Fidelity's secret future

The nation's largest mutual fund company is still private, led by a man who started there in 1957.

Associated Press
Published January 4, 2008


At age 77, Edward "Ned" Johnson III can't keep this pace up forever. But it sometimes seems the Fidelity Investments chief hopes to.

Johnson's tenure running the nation's largest mutual fund company has spanned three decades - the only other change of leadership in 61 years at Fidelity was when Johnson took over for his father. But the job has become increasingly complex as Johnson tries to fend off rivals' gains and streamline operations, while outsiders' calls for governance reform grow louder.

"He hasn't missed a beat, and a lot of people have crumbled while he's still going 100 miles per hour," says Eric Kobren, a former Fidelity employee who edits the independent money advice newsletter Fidelity Insight. He suspects Johnson "isn't going anywhere soon."

The notoriously insular company isn't publicly offering a timeline for leadership change, or disclosing details of a succession plan.

The heir apparent - Johnson's 46-year-old daughter, Abigail Johnson - has not been confirmed as such, and some observers question whether she even wants the job. And a flurry of management and organizational changes this year eliminated two successor candidates from contention.

Outsiders regard Abigail Johnson as an odds-on favorite for the top job, by virtue not only of her bloodline, but the diversity of positions she's held overseeing Fidelity's increasingly far-flung services.

But her father is still firmly in charge - and by all accounts, apparently healthy.

Whoever eventually succeeds Johnson, big changes are expected at the company that's a huge force on Wall Street, as the largest provider of Americans' workplace retirement savings plans and a manager of nearly $1.6-trillion in assets.

Observers say Johnson's successor won't have as much power as he has wielded filling the chairman and CEO roles since 1977 - posts that could be split between two people. And the private firm will face increasing pressure to operate more like a public company, with greater attention to open governance, cost-cutting and short-term financial results.

"Whoever follows Ned Johnson can't run it the way he has. The old model doesn't work anymore," said Bruce Raynor, co-chairman of the Council of Institutional Investors, representing public, labor, and corporate pension funds, and general president of Unite Here, a union of hospitality and textile workers.

At Fidelity, Johnson family members hold 49 percent of Fidelity's voting stock - key managers control the rest - and the company's board consists solely of current or former company executives and Johnson family members.

Data excerpt:
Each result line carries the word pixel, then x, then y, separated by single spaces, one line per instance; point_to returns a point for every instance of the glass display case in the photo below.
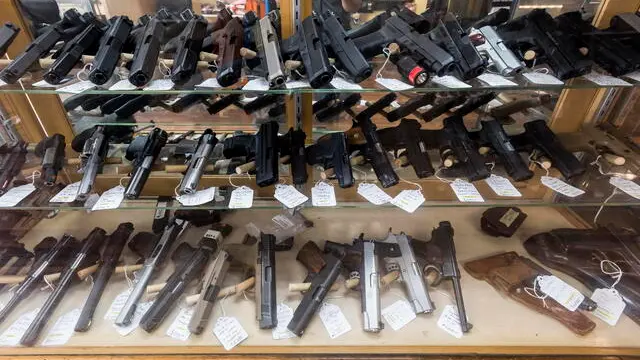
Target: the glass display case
pixel 392 160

Task:
Can you carry on the article about succession at Fidelity from its last sentence? The listing has nothing to do with the Fidelity succession article.

Response area:
The structure has come under criticism not only from activists like Raynor, but from Moody's Investors Service.

Fidelity dismisses the criticism.

"Mr. Johnson and the Fidelity board have succeeded over the years in creating one of the most successful and fast-growing financial services companies in the world," said spokeswoman Anne Crowley.

She noted that Fidelity's managed assets rose 15 percent over the 12 months that ended in November.

Fast facts

A look at Fidelity Investments:

History: Founded in Boston in 1946 by Edward C. Johnson II to act as investment adviser to the Fidelity Fund. Started business with $13-million in assets under management.

Top executive: Chairman and CEO Edward C. "Ned" Johnson III, age 77. Johnson started at Fidelity as a research analyst in 1957.

Other key executives: Johnson's daughter, Abigail P. Johnson, 46, heads Fidelity's personal and workplace investing unit, after holding several other posts, including leading Fidelity's core mutual fund business; Rodger Lawson, 61, named in July as president of the holding company for Fidelity's businesses. From 1985 to 1991, Lawson headed Fidelity's retail operations before leaving for executive posts with other firms.

Employees: 46,400.

Business operations: Customer assets total nearly $3.4-trillion, includingmanaged assets of nearly $1.6-trillion and $1.8-trillion for which Fidelity performs record keeping and other administrative services. Fidelity manages 431 mutual funds, and is the nation's biggest mutual fund firm, and largest provider of 401(k) retirement savings plans.

Ownership: Private; 49 percent of company voting stock is owned by members of the Johnson family, the rest by key employees.